* [PATCH 1/3] Btrfs: don't skip the page flush since the enospc is not brought by it
@ 2014-02-27 5:58 Miao Xie
2014-02-27 5:58 ` [PATCH 2/3] Btrfs: fix wrong lock range and write size in check_can_nocow() Miao Xie
` (2 more replies)
0 siblings, 3 replies; 4+ messages in thread
From: Miao Xie @ 2014-02-27 5:58 UTC (permalink / raw)
To: linux-btrfs
As we know, btrfs flushes the continuous pages as many as possible,
but if all the free spaces are small, we will allocate the spaces by
several times, and if there is something wrong with the space
reservation, it is very likely that some allocations succeed and
the others fail. But the current code doesn't take this case into
account, and set the error flag for the pages though their spaces
are allocated successfully. It introduces a problem that we can not
umount the fs after the above problem happens because we need wait
for the flush of those pages whose spaces are allocated. This patch
fixes the above problem, and makes the btrfs developers happy when
they investigate the problem of the space reservation.

## Data provided

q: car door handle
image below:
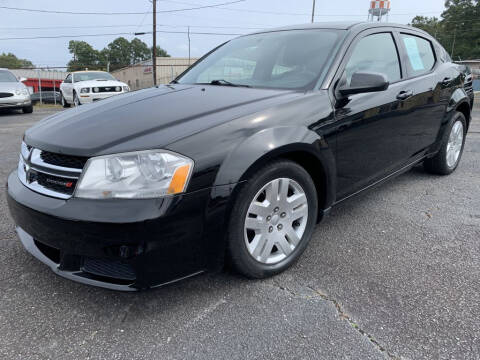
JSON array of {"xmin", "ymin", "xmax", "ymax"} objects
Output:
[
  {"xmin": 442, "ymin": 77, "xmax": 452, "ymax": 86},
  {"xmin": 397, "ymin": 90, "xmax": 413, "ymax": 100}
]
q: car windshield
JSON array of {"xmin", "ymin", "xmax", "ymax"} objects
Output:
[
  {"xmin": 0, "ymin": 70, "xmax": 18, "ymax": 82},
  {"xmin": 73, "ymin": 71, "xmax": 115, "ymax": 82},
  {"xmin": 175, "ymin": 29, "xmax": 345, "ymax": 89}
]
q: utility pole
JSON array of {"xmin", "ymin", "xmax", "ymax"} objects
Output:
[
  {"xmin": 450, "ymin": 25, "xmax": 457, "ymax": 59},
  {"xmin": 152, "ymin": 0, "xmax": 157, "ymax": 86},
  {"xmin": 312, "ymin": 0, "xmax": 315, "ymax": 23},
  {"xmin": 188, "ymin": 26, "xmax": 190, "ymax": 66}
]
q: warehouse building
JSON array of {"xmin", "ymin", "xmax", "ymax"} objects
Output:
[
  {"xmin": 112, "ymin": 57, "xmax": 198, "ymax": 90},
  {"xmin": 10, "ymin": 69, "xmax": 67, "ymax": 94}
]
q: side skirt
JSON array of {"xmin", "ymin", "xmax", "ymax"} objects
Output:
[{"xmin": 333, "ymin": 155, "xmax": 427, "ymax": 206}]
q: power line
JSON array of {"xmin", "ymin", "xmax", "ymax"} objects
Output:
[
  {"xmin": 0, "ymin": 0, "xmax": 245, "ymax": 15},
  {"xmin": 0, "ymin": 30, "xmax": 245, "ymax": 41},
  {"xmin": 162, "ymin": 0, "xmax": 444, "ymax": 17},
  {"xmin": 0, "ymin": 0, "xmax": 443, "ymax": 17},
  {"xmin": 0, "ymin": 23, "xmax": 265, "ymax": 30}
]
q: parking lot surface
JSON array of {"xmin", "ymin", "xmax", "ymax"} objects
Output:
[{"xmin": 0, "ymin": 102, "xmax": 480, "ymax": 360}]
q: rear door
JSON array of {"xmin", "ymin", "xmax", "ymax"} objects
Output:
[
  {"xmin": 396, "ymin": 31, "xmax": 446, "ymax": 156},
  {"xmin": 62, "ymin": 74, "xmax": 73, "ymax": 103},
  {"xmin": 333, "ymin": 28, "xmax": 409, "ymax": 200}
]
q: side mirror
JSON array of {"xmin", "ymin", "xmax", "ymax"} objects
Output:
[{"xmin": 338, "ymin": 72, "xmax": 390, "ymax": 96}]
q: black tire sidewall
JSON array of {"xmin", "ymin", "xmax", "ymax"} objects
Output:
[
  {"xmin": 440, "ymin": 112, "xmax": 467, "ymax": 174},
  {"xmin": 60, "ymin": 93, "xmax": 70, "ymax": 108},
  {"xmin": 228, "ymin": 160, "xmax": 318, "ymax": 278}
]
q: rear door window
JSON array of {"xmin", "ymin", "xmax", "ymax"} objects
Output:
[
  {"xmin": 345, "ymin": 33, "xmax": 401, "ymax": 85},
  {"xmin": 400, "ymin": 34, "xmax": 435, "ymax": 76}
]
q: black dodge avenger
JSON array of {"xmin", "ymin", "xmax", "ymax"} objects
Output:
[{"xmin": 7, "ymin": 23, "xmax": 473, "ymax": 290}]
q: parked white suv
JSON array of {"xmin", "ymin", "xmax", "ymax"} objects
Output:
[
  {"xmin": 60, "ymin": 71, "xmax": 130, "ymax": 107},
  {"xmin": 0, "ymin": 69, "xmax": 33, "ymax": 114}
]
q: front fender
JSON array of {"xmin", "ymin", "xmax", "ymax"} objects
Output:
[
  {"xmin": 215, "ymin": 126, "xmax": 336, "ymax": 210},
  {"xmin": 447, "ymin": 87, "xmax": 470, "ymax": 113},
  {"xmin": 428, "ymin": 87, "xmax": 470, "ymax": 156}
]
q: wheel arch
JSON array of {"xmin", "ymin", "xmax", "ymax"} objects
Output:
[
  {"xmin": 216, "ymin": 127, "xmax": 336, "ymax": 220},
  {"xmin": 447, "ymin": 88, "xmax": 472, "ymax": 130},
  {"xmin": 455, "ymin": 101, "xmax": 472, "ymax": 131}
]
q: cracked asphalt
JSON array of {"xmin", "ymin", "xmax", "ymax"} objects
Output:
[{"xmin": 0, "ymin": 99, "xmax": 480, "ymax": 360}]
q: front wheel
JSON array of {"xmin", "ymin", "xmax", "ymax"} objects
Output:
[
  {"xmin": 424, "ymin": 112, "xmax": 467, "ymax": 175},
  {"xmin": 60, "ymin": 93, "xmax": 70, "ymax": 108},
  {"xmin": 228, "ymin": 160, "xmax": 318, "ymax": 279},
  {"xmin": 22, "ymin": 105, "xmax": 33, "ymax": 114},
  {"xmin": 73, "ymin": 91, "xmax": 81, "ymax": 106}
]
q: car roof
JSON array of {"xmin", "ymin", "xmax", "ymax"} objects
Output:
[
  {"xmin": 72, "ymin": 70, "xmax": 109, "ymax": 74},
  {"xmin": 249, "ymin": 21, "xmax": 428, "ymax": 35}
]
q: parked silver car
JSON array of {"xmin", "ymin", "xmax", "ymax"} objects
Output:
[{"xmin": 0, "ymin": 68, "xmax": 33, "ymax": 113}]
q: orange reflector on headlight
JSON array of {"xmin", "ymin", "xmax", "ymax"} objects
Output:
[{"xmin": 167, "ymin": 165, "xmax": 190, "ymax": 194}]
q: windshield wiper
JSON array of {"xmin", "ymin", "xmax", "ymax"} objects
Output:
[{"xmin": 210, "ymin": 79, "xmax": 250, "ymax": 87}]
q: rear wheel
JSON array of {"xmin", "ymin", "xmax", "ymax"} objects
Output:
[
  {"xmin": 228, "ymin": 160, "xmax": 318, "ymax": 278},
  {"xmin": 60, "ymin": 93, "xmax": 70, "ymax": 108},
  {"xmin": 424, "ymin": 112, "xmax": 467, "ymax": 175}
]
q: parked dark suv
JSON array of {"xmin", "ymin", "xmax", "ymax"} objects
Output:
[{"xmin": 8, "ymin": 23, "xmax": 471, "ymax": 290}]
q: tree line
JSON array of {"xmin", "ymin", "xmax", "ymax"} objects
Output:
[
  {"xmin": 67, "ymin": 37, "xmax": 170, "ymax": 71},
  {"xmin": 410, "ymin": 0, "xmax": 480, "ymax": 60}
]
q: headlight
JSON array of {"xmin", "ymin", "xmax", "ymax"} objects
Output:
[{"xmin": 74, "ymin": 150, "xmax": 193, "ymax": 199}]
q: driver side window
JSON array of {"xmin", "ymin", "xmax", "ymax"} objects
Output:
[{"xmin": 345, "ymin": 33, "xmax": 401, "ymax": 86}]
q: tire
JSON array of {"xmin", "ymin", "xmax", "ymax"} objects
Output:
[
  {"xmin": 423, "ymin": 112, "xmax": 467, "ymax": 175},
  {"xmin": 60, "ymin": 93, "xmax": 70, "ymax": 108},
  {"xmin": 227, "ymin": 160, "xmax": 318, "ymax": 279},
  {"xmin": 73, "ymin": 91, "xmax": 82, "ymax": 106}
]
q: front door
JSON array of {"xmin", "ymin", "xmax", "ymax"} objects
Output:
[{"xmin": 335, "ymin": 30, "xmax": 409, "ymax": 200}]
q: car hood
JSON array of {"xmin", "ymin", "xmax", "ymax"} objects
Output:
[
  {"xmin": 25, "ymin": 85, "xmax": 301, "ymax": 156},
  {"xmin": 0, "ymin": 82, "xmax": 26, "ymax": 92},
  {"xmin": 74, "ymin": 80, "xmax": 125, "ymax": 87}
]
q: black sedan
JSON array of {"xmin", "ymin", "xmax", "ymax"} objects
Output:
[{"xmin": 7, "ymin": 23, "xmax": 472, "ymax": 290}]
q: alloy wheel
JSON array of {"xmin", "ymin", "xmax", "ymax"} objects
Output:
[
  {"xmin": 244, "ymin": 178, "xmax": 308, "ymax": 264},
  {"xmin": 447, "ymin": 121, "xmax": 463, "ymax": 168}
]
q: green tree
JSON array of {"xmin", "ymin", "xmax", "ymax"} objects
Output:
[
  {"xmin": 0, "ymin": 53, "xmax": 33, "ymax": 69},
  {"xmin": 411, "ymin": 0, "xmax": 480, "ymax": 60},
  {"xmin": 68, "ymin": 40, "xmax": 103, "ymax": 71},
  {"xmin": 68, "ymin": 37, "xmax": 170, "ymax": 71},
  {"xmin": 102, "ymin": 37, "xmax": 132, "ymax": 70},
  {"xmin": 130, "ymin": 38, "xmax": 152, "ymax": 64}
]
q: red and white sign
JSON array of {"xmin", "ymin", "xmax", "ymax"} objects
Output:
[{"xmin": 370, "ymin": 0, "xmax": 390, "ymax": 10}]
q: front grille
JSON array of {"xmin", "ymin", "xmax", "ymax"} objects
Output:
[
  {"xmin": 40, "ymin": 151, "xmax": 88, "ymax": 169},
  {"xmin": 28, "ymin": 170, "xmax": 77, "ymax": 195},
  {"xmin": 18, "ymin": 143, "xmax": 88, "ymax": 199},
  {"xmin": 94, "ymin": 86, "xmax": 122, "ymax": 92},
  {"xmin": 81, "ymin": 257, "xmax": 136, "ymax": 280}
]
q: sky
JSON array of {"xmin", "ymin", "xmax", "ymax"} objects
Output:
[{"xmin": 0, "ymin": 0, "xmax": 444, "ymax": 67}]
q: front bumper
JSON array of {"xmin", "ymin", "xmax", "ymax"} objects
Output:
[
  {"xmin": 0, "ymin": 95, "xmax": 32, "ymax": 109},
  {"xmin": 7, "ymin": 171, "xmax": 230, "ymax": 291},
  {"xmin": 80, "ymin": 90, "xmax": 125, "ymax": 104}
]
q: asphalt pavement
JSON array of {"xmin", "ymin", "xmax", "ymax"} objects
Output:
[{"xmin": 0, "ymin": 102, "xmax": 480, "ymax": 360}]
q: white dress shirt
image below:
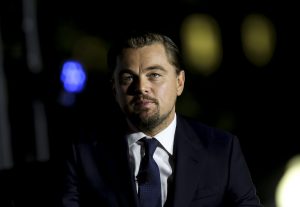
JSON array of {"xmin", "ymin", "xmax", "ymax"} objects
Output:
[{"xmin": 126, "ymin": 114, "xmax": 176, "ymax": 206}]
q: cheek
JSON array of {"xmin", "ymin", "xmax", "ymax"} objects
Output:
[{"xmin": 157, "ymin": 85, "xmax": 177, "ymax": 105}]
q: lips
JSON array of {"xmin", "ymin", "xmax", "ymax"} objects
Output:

## Requirements
A. According to the Btrfs patch message, what can no longer be done to the file system once the space reservation problem occurs?
B. Select every line in the records that contains the word "asphalt".

## Task-by-task results
A. The file system can no longer be unmounted.

B.
q: cracked asphalt
q: asphalt pavement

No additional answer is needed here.